### Source passage
[Start of Attachment]

Judie Bizzozero May 12, 2016
When the United Nations named 2016 the International Year of Pulses, I have no doubt that many of us in the food and beverage industry (myself included) weren’t familiar with this culinary term. However, upon doing some research into this hot topic, I quickly came to the realization that pulses are the next group of in-demand ingredients because they leverage all of the biggest trends in the beverage industry.
So, what are pulses exactly and why are they so well positioned for growth? Pulses are a subgroup of legumes that are harvested for the dry seed. The most notable pulses are pinto, kidney, navy and lima beans, lentils and chickpeas. They’ve gained popularity because they align with the growing segment of consumers that value health, sustainability, and are vegetable-forward eaters.
Currently, pea protein is the most common way that pulses are used in beverages. It’s utilized in non-dairy and plant-based beverages because it is allergen-free, available in non-GMO, has an established supply chain, and is priced competitively. Pea protein and the entire category of pulses are positioned for growth in the marketplace because they align with the following top three consumer values:
Clean-label: Though the nutritional profiles of individual pulses vary, as a group, they offer key nutrients like protein, complex carbohydrates and fiber. There is already a wide variety of innovative snacks that utilize pulses and this has paved the way for product developers to create beverages with these low-fat legumes. Beverages that incorporate pulses are well positioned for some of the hottest claims, including gluten-free, cholesterol-free, low-fat, and significant source of fiber and protein. Studies have shown that people who consume at least a half a cup of pulses daily have higher intakes of nutrients like fiber, protein, calcium and iron, as well as lower intakes of total fat. Fiber in particular is a critical nutrient in weight maintenance and weight loss, and pulses can help contribute to consumers achieving their weight goals.

[End of Attachment]

### Provided information
[Start of Attachment]

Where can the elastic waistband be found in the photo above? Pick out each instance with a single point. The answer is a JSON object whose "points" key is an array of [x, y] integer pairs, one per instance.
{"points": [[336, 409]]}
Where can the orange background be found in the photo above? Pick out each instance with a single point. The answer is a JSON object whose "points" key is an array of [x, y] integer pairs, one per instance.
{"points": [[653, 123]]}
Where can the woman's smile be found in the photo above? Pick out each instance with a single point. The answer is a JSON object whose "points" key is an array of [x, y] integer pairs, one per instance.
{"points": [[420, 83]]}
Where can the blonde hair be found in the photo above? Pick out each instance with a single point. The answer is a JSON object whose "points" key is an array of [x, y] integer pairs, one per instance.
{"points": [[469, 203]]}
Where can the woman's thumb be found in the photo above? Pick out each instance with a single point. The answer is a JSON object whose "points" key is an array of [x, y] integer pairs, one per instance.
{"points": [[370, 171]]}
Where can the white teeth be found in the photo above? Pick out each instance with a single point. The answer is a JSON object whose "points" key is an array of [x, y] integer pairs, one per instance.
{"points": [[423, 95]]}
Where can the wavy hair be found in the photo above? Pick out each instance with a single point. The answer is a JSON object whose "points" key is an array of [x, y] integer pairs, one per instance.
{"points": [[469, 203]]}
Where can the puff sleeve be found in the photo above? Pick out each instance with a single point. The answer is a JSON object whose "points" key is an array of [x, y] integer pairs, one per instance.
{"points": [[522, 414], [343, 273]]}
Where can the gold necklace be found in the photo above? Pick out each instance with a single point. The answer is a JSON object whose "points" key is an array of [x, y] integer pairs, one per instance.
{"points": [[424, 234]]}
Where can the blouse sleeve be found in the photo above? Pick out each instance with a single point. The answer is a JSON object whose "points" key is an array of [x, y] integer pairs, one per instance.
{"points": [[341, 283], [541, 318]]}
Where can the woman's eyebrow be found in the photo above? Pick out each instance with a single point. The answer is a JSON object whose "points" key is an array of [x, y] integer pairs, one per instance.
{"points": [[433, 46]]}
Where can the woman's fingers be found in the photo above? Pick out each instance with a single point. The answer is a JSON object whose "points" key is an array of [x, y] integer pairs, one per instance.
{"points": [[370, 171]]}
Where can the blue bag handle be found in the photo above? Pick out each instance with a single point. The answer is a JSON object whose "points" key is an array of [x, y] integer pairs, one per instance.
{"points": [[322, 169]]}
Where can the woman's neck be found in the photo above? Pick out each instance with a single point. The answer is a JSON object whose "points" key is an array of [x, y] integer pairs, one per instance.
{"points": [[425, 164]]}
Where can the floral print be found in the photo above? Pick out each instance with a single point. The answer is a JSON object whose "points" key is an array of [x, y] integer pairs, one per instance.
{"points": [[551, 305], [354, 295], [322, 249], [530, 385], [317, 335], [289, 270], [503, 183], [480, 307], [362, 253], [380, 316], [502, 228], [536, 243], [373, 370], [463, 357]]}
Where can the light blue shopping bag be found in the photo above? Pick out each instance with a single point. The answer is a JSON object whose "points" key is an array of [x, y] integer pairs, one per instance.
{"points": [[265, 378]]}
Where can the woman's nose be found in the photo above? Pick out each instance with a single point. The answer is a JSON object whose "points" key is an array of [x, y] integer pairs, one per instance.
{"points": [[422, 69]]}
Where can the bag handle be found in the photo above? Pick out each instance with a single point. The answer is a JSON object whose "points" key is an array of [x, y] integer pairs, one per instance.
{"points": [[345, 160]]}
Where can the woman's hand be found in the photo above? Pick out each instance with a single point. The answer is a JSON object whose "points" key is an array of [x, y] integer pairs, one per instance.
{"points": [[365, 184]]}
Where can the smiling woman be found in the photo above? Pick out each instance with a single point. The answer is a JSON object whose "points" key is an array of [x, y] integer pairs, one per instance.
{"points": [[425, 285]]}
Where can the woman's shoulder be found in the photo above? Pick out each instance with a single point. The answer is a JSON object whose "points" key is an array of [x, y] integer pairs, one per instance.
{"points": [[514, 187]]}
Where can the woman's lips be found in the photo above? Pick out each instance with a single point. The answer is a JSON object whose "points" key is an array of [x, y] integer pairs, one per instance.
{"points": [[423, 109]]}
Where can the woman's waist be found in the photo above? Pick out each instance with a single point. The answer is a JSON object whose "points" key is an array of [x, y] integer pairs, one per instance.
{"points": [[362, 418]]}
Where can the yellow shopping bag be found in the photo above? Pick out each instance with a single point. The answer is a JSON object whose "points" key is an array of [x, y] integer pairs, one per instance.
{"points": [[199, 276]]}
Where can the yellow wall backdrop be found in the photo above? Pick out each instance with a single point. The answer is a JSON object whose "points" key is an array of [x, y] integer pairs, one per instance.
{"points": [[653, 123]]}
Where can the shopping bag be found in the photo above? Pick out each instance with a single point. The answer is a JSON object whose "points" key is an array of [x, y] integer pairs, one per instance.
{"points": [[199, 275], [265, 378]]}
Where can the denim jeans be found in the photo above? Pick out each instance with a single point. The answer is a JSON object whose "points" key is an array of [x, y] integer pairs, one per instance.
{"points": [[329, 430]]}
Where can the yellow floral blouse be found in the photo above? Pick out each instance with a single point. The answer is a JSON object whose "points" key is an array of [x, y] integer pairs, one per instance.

[End of Attachment]

### Assignment 1
Reproduce the passage of the article on pulses in beverages from "So, what are" to "are vegetable-forward eaters.".
### Assignment 2
Continue the article on pulses in beverages, beginning after its final sentence.

### Answer section 1
So, what are pulses exactly and why are they so well positioned for growth? Pulses are a subgroup of legumes that are harvested for the dry seed. The most notable pulses are pinto, kidney, navy and lima beans, lentils and chickpeas. They’ve gained popularity because they align with the growing segment of consumers that value health, sustainability, and are vegetable-forward eaters.

### Answer section 2
Sustainability: According to the UN’s Food and Agriculture Organization (FAO), pulses are a more sustainable source of protein than most animal sources, and also have the ability to positively impact climate change. Pulses are able to convert atmospheric nitrogen into the nitrogen compounds that other plants use, which means that they are able to make soil more fertile. This allows soil rich in nutrients like nitrogen, phosphorous and potassium to sustain more plant growth. Additionally, the development of new breeds of pulses from the already genetically diverse group can yield pulses that are climate resilient and rely less on synthetic fertilizers. The FAO suggests these attributes contribute to farming methods that are more sustainable because of an ultimate decrease of greenhouse gas emissions.
Veg-centric: There’s been a recent shift in consumer focus from animal sources to plant-based proteins, as more consumers choose meat as a side dish instead of a main. As consumers eat more vegetables, they are finding variety in the preparation of this group of produce. Vegetables are being smoked, fried, fermented and pickled. Therefore, it follows suit that vegetables and other plant-based ingredients (enter pulses) will become more prominent in the beverage category. Instead of drinks relying primarily on greens like kale and spinach, beverages that highlight beets, cucumbers, romaine and celery have captured some of the market share.
Like most functional ingredients, pulses present formulation challenges to product developers. Food scientists need to find the right balance between taste, texture, appearance and mouthfeel at a price point that consumers can afford. As consumer demand for clean-label and functional products remains strong, I expect that within the next year there will be major improvements in the quality and assortment of pulse-based ingredients.